• WRITTEN EXERCISE: Could you pull out the lines of the data below verbatim, beginning with the line containing "Task: locate the puddle" and running through the line containing "[(323, 187), (288, 195), (280, 180), (299, 187)]"?

• DATA SHOWN:
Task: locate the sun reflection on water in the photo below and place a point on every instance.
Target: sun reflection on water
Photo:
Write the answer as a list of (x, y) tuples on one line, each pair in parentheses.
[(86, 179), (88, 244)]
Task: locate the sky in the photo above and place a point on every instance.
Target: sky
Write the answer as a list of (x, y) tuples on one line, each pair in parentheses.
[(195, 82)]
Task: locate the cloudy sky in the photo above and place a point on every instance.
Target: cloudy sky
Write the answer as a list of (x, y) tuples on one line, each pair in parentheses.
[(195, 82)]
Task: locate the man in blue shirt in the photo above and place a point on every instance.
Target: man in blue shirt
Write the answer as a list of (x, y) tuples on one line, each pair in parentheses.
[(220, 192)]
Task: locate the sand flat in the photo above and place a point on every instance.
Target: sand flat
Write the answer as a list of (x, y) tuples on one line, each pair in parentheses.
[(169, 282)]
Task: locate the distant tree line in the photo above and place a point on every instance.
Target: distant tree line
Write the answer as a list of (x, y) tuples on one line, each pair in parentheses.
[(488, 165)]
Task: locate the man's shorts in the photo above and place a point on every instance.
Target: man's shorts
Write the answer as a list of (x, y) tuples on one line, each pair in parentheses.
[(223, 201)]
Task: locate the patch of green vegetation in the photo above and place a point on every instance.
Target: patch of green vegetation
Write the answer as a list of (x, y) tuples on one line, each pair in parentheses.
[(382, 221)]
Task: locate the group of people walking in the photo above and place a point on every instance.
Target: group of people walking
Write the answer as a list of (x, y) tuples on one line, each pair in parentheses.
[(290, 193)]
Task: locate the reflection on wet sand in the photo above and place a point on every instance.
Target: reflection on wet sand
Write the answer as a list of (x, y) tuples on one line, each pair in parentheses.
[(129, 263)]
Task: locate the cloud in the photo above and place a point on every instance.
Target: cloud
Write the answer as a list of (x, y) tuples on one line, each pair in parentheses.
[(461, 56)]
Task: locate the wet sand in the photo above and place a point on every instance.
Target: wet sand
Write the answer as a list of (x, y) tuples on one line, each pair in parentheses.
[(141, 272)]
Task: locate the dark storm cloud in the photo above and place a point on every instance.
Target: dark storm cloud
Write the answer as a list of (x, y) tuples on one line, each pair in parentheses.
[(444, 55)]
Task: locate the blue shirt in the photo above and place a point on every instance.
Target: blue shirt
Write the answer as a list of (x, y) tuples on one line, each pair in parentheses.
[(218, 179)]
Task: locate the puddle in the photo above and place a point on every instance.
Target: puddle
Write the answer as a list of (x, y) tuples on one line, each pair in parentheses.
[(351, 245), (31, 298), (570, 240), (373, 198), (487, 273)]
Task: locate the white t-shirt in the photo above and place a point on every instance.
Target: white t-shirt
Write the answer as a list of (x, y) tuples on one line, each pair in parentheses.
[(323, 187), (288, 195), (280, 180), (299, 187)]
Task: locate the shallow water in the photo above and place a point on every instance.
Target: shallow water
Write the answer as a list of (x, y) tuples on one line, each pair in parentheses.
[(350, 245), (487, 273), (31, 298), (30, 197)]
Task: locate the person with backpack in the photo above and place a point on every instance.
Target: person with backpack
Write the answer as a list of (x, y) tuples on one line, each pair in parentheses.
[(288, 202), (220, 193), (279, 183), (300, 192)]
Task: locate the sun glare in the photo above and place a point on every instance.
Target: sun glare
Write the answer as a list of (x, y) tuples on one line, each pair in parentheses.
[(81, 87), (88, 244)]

• OUTPUT FOR THIS EXERCISE:
Task: locate the puddle in the photo above and place a point on every instance.
Target: puddle
Write the answer as a list of (x, y) tuples on one line, each pair in parentheses.
[(351, 245), (31, 298), (570, 240), (373, 198), (487, 273)]
Task: locate the white t-shirt in the photo above and place a point on every instance.
Target: white t-shirt
Write the answer as a list of (x, y) tuples on one line, each pair in parentheses.
[(323, 187), (288, 195), (280, 180), (299, 187)]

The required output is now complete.